ITRS Analytics deployment planning and resiliency
This guide explains how ITRS Analytics achieves resiliency through high availability, replication, and disaster recovery capabilities. Understanding these concepts helps you design a deployment that meets your organization’s uptime and compliance requirements.
Overview Copied
ITRS Analytics is built on a Kubernetes-native architecture designed for continuous high availability. By running redundant services across the cluster with intelligent load balancing and automated failover, the platform ensures uninterrupted access to your observability data, even during component or node failures. This design not only meets stringent compliance and uptime requirements, it also means your monitoring and alerting workflows continue seamlessly, with no intervention required, regardless of unexpected infrastructure issues.
Key resiliency concepts Copied
When planning your ITRS Analytics deployment, three fundamental concepts work together to provide different levels of configuration.
High availability (HA) Copied
High availability ensures that your observability platform continues to operate without interruption, even if individual components fail. This is achieved by deploying redundant services, load balancers, and failover mechanisms so that if one instance becomes unavailable, another seamlessly takes over.
Key characteristics:
- Focuses on minimizing downtime within the same site or region.
- None of the BYOC or Embedded clusters should run on nodes with network latency above 10 ms.
- As a result, architectures that span multiple data centers or availability zones are not supported.
- Supports deployments across subnets in availability zones.
Note
While HA configurations can deploy across multiple availability zones within a region, all nodes must maintain network latency below 10ms to ensure proper cluster operation.
Replication Copied
Replication safeguards critical data and configuration by creating and maintaining multiple synchronized copies in real time or near real time. In an observability platform, replication ensures metrics, logs, traces, and configuration changes are preserved if the entire platform becomes unavailable for a short time, reducing the risk caused by inaccessibility to the primary source of data.

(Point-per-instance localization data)
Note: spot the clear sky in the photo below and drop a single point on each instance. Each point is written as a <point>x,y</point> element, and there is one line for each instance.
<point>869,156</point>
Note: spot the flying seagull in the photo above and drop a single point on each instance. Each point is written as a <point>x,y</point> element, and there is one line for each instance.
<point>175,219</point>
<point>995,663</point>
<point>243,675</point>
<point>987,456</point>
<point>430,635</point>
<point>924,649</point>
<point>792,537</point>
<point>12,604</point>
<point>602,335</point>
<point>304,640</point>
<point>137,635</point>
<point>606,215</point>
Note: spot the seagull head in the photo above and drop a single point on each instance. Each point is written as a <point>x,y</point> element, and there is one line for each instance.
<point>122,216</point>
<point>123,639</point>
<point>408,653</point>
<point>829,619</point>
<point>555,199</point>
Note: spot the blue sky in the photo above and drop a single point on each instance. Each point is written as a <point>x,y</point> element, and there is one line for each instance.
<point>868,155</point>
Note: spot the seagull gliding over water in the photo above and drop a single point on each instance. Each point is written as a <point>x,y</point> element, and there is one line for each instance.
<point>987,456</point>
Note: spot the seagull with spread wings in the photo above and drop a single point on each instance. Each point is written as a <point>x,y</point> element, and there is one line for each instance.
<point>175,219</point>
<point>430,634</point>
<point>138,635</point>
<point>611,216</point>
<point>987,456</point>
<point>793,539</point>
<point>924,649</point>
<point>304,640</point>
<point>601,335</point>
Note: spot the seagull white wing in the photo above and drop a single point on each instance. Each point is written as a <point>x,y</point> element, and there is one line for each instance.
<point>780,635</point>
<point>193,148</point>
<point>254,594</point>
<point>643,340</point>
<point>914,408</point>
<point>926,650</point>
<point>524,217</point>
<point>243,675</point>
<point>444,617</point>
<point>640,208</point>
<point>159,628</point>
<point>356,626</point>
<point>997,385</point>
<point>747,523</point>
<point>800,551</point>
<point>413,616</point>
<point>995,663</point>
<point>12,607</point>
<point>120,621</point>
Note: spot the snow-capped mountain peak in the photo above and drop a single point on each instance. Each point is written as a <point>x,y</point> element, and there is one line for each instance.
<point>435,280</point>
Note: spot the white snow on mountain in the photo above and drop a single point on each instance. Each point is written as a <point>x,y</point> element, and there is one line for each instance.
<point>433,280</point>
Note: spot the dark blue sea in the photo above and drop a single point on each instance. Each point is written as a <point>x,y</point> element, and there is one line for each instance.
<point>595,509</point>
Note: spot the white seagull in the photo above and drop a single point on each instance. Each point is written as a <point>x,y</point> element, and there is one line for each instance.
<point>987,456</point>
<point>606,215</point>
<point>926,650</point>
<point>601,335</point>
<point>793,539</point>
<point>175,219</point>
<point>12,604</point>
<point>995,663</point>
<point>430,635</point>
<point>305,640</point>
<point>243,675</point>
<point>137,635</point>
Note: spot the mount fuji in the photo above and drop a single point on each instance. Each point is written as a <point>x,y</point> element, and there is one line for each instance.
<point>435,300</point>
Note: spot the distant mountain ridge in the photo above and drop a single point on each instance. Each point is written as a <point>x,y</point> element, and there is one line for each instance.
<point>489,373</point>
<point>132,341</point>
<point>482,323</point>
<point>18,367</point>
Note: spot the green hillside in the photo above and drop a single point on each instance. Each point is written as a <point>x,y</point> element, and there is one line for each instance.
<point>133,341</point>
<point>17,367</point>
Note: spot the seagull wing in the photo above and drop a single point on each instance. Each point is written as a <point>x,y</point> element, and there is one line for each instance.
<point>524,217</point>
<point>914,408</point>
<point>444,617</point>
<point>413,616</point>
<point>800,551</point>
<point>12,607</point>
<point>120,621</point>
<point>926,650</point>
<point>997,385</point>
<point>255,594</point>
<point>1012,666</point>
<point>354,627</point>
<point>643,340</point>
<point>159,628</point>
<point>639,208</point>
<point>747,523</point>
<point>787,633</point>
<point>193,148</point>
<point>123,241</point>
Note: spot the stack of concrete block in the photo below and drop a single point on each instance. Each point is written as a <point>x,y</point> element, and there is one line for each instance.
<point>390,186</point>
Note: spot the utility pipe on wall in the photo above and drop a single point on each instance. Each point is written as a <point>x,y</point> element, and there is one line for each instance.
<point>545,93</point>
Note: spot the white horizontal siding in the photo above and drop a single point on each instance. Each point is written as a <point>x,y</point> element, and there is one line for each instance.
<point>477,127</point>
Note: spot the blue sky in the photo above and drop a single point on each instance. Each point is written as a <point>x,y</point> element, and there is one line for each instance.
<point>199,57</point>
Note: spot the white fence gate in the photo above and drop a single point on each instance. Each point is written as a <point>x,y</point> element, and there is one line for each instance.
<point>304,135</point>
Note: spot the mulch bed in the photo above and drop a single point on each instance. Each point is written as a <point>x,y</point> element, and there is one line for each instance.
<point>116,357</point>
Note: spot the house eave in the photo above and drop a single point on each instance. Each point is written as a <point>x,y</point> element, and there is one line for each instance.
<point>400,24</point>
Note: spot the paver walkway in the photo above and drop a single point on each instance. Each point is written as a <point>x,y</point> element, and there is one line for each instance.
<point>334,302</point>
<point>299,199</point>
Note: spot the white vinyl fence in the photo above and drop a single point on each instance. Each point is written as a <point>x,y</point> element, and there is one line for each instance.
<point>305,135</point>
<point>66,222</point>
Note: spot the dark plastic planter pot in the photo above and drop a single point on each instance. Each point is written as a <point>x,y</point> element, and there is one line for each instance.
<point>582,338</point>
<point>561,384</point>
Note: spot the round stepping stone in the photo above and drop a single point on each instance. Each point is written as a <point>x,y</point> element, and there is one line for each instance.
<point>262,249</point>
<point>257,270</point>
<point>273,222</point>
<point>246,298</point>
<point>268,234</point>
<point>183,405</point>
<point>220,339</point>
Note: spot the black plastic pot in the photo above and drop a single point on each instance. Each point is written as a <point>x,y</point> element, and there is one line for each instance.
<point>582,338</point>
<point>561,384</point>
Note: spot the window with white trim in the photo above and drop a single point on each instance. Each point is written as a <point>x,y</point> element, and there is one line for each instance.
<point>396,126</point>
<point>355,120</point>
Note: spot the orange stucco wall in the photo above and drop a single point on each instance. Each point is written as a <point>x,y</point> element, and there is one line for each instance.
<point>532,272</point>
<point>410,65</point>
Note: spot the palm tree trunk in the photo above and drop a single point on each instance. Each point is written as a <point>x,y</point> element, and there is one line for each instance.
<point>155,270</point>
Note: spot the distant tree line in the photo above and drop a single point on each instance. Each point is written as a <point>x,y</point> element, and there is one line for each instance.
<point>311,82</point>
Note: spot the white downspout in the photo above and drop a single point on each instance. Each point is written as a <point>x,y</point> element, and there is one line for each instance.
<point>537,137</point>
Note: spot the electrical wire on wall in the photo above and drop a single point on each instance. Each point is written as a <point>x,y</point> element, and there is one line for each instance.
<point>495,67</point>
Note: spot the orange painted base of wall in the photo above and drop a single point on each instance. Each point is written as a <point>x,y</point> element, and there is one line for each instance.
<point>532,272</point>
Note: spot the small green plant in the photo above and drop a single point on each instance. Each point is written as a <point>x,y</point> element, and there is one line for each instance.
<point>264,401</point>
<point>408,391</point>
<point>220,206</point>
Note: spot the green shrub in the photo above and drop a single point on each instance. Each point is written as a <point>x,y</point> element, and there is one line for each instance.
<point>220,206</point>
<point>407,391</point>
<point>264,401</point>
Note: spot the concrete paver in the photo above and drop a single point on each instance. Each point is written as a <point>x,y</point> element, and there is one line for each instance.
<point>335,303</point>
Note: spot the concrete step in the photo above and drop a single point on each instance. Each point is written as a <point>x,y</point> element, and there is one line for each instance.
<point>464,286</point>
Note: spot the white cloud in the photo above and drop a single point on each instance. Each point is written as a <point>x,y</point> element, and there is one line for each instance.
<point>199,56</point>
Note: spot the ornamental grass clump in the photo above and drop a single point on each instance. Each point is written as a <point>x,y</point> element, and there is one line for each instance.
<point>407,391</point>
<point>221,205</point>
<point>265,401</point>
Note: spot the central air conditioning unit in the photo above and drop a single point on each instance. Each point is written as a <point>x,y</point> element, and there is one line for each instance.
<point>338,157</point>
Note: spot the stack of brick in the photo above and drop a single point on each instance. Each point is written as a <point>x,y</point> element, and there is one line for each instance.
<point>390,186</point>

> **WORK TO COMPLETE**:
a. According to the ITRS Analytics resiliency guide, what network latency must all nodes maintain in an HA configuration?
b. From the ITRS Analytics resiliency guide, quote everything from "- As a result, architectures" down to "proper cluster operation.".
The listing stands apart from the ITRS Analytics resiliency guide and is separate material.

> **EXERCISE RESULTS**:
a. All nodes must maintain network latency below 10 ms.

b.
- As a result, architectures that span multiple data centers or availability zones are not supported.
- Supports deployments across subnets in availability zones.
Note
While HA configurations can deploy across multiple availability zones within a region, all nodes must maintain network latency below 10ms to ensure proper cluster operation.